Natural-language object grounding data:
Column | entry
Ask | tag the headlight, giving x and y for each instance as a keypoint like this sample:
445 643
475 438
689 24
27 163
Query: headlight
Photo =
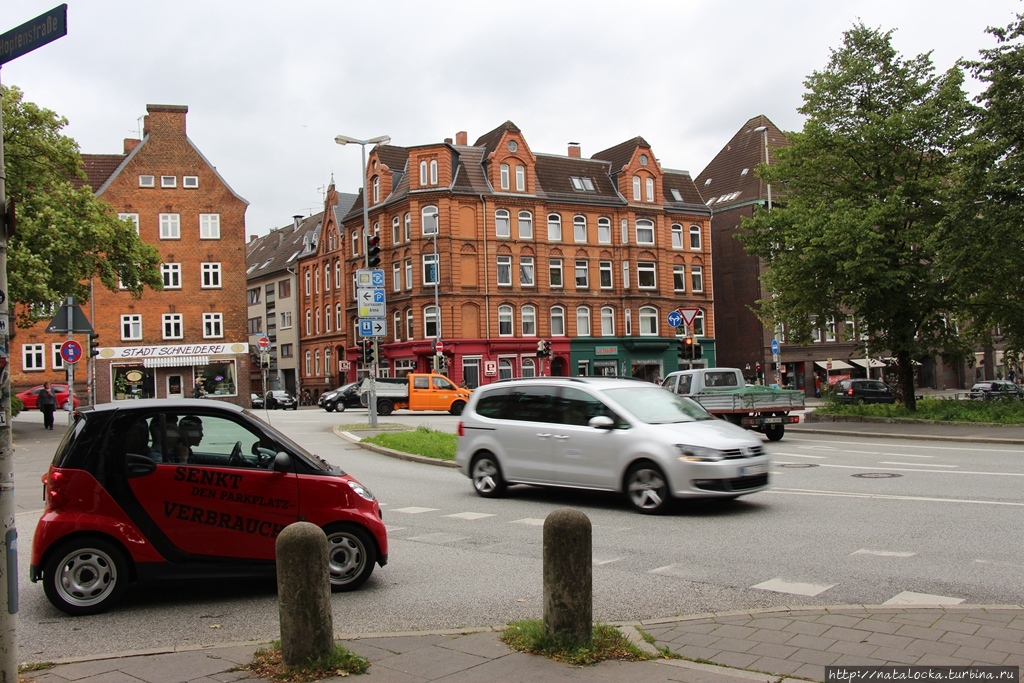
359 489
696 454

Exercise instructions: From the first line to the last, give the data again exactly, but without pictures.

Reply to the exercise:
Column | entry
Ask | tag the headlight, giving x and y for each instance as a keypoint like this sample:
445 643
475 438
689 24
27 163
Query: headlight
Photo =
359 489
696 454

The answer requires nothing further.